_What you have to do_:
Render everything from the line containing "Would you mind marking the residential" down to the end of the material, that line included, as a numbered list, omitting any blank lines.

_Entries supplied_:
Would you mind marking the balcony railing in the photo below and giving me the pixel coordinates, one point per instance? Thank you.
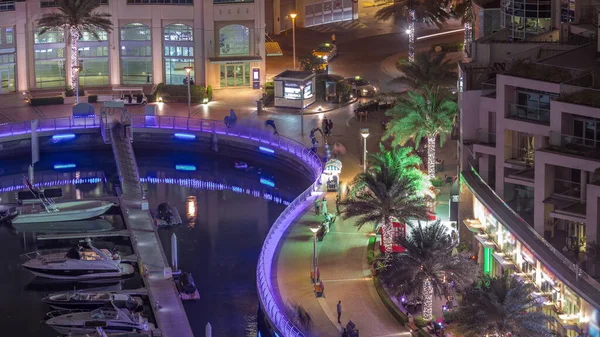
(7, 6)
(574, 145)
(527, 113)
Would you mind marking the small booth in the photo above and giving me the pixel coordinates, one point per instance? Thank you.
(399, 231)
(294, 89)
(331, 175)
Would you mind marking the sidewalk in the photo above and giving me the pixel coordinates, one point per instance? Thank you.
(344, 272)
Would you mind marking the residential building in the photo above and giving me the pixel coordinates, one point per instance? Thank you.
(151, 42)
(530, 163)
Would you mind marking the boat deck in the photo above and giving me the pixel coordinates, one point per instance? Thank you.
(166, 304)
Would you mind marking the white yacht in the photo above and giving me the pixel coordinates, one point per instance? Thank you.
(77, 263)
(61, 211)
(109, 319)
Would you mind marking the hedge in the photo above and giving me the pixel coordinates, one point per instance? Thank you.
(387, 301)
(47, 101)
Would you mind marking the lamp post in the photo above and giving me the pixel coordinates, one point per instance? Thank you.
(188, 70)
(76, 70)
(293, 16)
(314, 230)
(302, 110)
(365, 133)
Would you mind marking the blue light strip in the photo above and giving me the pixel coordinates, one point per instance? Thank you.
(64, 166)
(186, 136)
(266, 149)
(63, 136)
(267, 182)
(180, 167)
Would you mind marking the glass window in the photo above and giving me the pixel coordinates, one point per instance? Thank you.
(234, 40)
(178, 32)
(135, 32)
(50, 36)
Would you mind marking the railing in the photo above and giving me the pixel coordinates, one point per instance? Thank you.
(529, 113)
(269, 298)
(574, 145)
(7, 6)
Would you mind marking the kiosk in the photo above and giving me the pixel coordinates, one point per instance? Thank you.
(294, 89)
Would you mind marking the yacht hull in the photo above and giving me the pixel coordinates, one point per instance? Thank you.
(68, 211)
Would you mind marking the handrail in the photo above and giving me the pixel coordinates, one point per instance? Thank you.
(268, 296)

_Solution to this task_:
1. Would you mind marking the residential building in the photo above and giving me the pixel coordinates, one point per instance? Thank you.
2. (151, 42)
3. (530, 163)
4. Would you mind marking the boat deck in the photo above and giving me the pixel coordinates, one point per instance? Thank you.
5. (166, 304)
6. Would you mind marking the white yacht in the photo above and giving me the pixel coordinates, one point per instance? Thank you.
7. (77, 263)
8. (61, 211)
9. (109, 319)
10. Would you mind marking the hedge in the photo above and giving me the pixel coordinates, one point per instance? Thank you.
11. (387, 301)
12. (47, 101)
13. Would you mind marking the lamp post in the photo above and giving me the pixel coordinates, one point per instance? Thank you.
14. (188, 70)
15. (76, 70)
16. (293, 16)
17. (314, 230)
18. (302, 110)
19. (365, 133)
20. Would you mind marking the blue light strip in the photo above and giving me the pixel coordinates, one point per instance? Thank you.
21. (64, 166)
22. (186, 136)
23. (266, 149)
24. (63, 136)
25. (267, 182)
26. (180, 167)
27. Would you mind marking the glass window in the photo above and giving me the pixel coordinates, one point per instance? Thank you.
28. (234, 40)
29. (178, 32)
30. (135, 32)
31. (50, 36)
32. Would you mind marking the railing in the photo above and giving me the pixel coordinates, one point per instance? Thank you.
33. (529, 113)
34. (269, 298)
35. (574, 145)
36. (7, 6)
37. Would you mind marking the kiosk in the photo above and giving me the pixel coordinates, one point per instance? Thank you.
38. (294, 89)
39. Would you mind marking the yacht hull in the photo above and giving me the pixel coordinates, one point per instance? Thank you.
40. (68, 211)
41. Would you mind marking the handrail in the photo above and giving me the pixel coordinates, one point per instance? Thank you.
42. (268, 296)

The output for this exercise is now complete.